* **Source passage**:
He offered no explanation on the sub-microscopic level, although he expressed understanding of matter as particles in the classroom setting before the interview took place. For instance, Thomas reasoned about empty spaces between particles in liquids. The students had just filled a syringe with water, and discovered that it was not possible to get the pressure piston further down in contrast to an air-filled syringe. The following excerpt shows Thomas in dialogue with another student and the teacher about whether there is empty space between particles in liquids:

Other student: For you cannot press water together, and then there is no, when we press, nowhere the water can go and then there can't be space between the water particles.

Teacher: Do we have any other suggestions here?

Thomas: Yes. We cannot press them (water particles) together… There are gaps and inside there is oxygen and there are very small gaps (between the water particles)

This discussion started because a student claimed that there had to be empty space between the water particles, wherein oxygen particles could hide. Later, in a dialogue with the teacher, Thomas reconfirmed his sub-microscopic understanding, by describing particles in fluids as moving spheres.

* **Collected material**:
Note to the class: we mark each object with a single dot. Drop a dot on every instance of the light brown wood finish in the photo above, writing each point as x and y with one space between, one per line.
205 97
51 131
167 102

* **Given task**: From the passage about whether there is empty space between water particles, write out the part starting with "Teacher: Do we" and going on through "the water particles)".

* **Solution to the problem**:
Teacher: Do we have any other suggestions here?

Thomas: Yes. We cannot press them (water particles) together… There are gaps and inside there is oxygen and there are very small gaps (between the water particles)